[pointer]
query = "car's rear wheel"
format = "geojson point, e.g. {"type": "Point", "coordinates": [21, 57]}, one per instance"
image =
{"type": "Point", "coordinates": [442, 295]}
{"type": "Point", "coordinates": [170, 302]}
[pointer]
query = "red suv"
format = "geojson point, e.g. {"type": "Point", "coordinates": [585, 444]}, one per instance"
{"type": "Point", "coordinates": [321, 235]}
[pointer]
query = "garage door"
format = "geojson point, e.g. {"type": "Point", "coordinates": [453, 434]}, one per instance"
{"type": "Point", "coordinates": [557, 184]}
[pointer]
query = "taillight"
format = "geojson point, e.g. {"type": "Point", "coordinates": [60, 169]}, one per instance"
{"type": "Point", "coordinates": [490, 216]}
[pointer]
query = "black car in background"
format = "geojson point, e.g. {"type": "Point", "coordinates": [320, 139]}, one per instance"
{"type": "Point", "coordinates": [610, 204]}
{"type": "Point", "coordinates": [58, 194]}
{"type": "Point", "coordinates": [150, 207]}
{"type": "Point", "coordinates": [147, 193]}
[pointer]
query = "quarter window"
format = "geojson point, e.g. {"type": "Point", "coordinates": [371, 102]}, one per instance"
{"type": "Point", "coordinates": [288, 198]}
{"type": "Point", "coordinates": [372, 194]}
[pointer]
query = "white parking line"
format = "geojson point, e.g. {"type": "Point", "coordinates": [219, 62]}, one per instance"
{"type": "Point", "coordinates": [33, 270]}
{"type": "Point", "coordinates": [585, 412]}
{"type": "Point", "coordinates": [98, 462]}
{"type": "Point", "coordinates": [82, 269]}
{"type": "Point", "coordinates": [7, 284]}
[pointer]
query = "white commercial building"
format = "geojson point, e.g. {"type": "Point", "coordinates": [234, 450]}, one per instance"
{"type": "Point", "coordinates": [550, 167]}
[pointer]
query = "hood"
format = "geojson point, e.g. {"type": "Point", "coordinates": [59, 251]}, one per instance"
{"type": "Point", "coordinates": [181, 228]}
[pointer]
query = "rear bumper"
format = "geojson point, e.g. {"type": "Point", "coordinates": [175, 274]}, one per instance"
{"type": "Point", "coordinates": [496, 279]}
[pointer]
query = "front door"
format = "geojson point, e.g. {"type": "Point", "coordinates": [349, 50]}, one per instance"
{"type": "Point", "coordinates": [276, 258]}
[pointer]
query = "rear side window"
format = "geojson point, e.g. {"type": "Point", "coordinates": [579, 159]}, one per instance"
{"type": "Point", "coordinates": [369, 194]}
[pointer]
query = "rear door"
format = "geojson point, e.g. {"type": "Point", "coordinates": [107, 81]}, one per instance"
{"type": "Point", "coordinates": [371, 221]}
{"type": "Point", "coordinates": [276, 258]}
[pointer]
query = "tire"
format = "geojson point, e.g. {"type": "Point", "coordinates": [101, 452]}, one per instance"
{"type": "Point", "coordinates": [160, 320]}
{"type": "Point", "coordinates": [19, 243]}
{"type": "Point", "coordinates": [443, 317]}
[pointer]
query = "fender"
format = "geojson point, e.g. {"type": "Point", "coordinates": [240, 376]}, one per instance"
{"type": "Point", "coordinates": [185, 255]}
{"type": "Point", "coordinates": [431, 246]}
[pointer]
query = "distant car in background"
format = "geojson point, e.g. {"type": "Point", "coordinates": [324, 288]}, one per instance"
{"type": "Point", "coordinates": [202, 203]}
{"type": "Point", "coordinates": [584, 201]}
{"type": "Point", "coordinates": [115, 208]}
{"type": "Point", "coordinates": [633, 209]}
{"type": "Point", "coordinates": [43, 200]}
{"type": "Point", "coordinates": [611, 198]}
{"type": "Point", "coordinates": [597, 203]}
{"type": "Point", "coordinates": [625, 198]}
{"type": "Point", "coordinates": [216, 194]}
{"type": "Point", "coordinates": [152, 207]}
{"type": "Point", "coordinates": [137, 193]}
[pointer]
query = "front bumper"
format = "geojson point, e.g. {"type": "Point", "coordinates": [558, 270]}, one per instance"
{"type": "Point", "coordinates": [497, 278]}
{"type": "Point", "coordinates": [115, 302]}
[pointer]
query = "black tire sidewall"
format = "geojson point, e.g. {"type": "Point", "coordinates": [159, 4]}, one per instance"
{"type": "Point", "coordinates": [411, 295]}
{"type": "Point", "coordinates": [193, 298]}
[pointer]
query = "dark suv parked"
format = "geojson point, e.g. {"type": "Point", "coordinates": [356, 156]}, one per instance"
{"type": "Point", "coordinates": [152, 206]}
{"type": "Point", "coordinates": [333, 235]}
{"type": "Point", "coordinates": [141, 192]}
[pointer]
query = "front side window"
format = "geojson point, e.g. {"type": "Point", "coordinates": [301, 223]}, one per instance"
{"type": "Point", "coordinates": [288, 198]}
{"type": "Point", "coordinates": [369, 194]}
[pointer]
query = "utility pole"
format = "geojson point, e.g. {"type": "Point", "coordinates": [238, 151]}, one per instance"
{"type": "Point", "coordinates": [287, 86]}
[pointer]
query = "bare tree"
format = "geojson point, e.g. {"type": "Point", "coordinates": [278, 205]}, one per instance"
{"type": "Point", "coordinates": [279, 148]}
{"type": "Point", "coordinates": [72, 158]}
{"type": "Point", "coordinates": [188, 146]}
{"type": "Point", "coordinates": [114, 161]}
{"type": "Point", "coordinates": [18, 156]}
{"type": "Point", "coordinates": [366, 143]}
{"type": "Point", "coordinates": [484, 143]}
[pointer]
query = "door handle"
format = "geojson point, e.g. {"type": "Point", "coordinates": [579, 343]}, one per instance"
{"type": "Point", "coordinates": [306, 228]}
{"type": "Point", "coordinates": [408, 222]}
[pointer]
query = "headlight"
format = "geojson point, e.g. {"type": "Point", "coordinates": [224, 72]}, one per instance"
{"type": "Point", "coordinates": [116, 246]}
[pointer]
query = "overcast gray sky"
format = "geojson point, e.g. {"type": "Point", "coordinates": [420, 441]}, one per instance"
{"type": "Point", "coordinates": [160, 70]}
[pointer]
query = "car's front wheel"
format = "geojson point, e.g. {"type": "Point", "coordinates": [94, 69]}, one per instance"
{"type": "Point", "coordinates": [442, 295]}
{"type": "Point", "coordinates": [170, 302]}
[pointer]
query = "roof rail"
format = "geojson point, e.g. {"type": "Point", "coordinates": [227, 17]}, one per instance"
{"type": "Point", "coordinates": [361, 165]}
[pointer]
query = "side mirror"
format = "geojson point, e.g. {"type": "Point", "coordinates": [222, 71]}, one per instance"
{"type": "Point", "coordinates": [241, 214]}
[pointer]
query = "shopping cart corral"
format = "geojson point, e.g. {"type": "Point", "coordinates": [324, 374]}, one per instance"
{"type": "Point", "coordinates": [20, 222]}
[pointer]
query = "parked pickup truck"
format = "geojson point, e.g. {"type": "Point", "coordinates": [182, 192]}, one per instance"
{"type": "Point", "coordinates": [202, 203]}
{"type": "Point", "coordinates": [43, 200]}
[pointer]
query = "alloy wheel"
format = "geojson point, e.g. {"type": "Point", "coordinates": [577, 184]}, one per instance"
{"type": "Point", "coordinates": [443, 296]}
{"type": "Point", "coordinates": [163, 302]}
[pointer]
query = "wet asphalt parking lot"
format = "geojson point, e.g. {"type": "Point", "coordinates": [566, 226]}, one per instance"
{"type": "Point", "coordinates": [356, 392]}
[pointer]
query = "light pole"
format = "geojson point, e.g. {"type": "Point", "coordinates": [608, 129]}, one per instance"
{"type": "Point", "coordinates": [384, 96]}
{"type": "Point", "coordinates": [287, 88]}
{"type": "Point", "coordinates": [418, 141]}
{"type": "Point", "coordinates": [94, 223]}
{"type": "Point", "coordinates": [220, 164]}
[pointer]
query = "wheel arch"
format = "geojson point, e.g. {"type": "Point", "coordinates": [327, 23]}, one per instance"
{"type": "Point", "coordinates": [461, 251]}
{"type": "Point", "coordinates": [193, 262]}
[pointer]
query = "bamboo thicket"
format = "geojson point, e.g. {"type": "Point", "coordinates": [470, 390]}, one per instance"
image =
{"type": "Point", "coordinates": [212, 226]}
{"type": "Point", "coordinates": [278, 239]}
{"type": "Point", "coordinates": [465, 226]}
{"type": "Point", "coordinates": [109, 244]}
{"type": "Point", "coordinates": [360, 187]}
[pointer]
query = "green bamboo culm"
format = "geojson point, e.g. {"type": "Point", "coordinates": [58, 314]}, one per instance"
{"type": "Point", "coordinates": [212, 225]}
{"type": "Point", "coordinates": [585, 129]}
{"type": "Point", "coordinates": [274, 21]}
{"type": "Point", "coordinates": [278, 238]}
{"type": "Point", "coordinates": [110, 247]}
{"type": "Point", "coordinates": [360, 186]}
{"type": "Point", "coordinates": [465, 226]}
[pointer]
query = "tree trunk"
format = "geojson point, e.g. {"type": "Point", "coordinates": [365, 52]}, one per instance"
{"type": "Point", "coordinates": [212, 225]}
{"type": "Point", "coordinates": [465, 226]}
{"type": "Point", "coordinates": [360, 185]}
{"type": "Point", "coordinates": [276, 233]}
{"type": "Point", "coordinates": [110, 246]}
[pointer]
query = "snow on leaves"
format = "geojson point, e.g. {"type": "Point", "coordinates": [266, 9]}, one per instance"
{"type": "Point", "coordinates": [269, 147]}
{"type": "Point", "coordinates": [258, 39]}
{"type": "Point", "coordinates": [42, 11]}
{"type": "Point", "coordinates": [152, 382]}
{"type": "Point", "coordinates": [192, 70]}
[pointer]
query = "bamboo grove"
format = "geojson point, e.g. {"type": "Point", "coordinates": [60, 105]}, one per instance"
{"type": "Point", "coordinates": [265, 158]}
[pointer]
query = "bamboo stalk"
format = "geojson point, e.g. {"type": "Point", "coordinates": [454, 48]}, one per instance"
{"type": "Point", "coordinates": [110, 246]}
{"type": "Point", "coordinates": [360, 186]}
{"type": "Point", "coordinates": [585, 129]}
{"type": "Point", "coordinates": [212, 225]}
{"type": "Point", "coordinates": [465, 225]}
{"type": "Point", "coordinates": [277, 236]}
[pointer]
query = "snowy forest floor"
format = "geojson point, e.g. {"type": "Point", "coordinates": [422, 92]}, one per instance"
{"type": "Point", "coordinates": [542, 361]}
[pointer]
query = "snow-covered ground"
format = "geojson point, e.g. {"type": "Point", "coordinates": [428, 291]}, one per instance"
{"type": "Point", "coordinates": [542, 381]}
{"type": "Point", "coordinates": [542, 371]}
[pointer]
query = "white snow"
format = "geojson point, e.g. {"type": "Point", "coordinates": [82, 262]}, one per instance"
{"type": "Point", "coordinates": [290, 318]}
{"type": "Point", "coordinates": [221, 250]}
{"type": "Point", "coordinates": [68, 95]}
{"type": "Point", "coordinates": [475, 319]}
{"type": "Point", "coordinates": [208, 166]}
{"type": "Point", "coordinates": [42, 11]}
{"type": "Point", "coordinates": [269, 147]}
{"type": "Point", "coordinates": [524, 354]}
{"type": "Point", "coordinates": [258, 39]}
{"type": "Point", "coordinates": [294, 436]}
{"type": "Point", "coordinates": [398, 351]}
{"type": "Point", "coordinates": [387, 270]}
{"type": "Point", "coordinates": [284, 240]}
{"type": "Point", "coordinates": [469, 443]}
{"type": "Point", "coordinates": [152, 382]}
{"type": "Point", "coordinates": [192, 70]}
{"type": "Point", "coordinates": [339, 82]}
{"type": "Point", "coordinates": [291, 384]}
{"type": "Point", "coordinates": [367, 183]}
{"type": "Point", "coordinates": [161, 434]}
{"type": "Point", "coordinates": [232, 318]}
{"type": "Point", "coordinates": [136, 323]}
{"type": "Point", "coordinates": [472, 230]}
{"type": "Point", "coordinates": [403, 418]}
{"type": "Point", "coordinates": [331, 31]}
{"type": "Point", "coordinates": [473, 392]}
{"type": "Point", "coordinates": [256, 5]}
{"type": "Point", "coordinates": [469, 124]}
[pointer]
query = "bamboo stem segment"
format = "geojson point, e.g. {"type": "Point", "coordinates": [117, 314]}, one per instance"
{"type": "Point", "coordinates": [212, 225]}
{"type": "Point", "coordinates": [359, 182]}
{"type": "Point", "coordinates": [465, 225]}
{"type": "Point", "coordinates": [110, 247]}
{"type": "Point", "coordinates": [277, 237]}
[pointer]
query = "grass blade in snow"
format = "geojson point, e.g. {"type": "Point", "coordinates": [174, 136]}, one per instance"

# Directions
How many lines in the rows above contain the string "pole"? Reply with only the number.

# Task solution
2